_TEXT UNDER STUDY_:

━━━━━━━━━━━━━━━━━━━━━━━━━━━━━━

Questions and Answers¶

How many sequences are needed to discover germline V gene sequences?¶

Library sizes of several hundred thousand sequences are required for V gene discovery, with even higher numbers necessary for full database production. For example, IgM library sizes of 750,000 to 1,000,000 sequences for heavy chain databases and 1.5 to 2 million sequences for light chain databases.

Can IgDiscover analyze IgG libraries?¶

IgDiscover has been developed to identify germline databases from libraries that contain substantial fractions of unswitched antibody sequences. We recommend IgM libraries for heavy chain V gene identification and IgKappa and IgLambda libraries for light chain identification. IgDiscover can identify a proportion of gemline sequences in IgG libraries but the process is much more efficient with IgM libraries, enabling the full set of germline sequences to be discovered.

Can IgDiscover analyze a previously sequenced library?¶

Yes, IgDiscover accepts both unpaired FASTQ files and paired FASTA files but the program should be made aware which is being used, see input requirements.

Do the positions of the PCR primers make a difference to the output?¶

Yes. For accurate V gene discovery, all primer sequences must be external to the V gene sequences. For example, forward multiplex amplification primers should be present in the leader sequence or 5’ UTR, and reverse amplification primers should be located in the constant region, preferably close to the 5’ border of the constant region. Primers that are present in framework 1 region or J segments are not recommended for library production.

What are the advantages to 5’-RACE compared to multiplex PCR for IgDiscover analysis?¶

Both 5’-RACE and multiplex PCR have their own advantages.

5’-RACE will enable library production from species where the upstream V gene sequence is unknown. The output of the upstream subcommand in IgDiscovery enables the identification of consensus leader and 5’-UTR sequences for each of the identified germline V genes, that can subsequenctly be used for primer design for either multiplex PCR or for monoclonal antibody amplification sets.

Multiplex PCR is recommended for species where the upstream sequences are well characterized. Multiplex amplification products are shorter than 5’-RACE products and therefore will be easier to pair and will have less length associated sequence errors.

What is meant by ‘starting database’?¶

The starting database refers to the folder that contains the three FASTA files necessary for the process of iterative V gene discovery to begin. IgDiscover uses the standalone IgBLAST program for comparative assignment of sequences to the starting database. Because IgBlast requires three files (for example V.fasta, D.fasta, J.fasta), three FASTA files should be included in the database folder for each analysis to proceed.

In the case of light chains (that do not contain D segments), a dummy D segment file should be included as IgBLAST will not proceed if it does not see three files in the database folder. It is sufficient to save the following sequence as a fasta file and rename it D.fasta, for example, for it to function as the dummy D.fasta file for human light chain analysis:

>D_ummy
GGGGGGGGGG

How can I use the IMGT database as a starting database?¶

Since we do not have permission to distribute IMGT database files with IgDiscover, you need to download them directly from IMGT. See the section about obtaining a V/D/J database.

━━━━━━━━━━━━━━━━━━━━━━━━━━━━━━

_EXERCISE DATA_:
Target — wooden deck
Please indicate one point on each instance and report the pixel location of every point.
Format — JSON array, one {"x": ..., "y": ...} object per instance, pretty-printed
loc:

━━━━━━━━━━━━━━━━━━━━━━━━━━━━━━

_WORK ITEM_:
Change one phrase in the IgDiscover FAQ passage that begins at the words "Do the positions" and stops after "for library production.". Give the passage again with "leader sequence" replaced by "signal sequence". Base your answer on the IgDiscover FAQ alone.

_SOLUTION TO THIS TASK_:
Do the positions of the PCR primers make a difference to the output?¶

Yes. For accurate V gene discovery, all primer sequences must be external to the V gene sequences. For example, forward multiplex amplification primers should be present in the signal sequence or 5’ UTR, and reverse amplification primers should be located in the constant region, preferably close to the 5’ border of the constant region. Primers that are present in framework 1 region or J segments are not recommended for library production.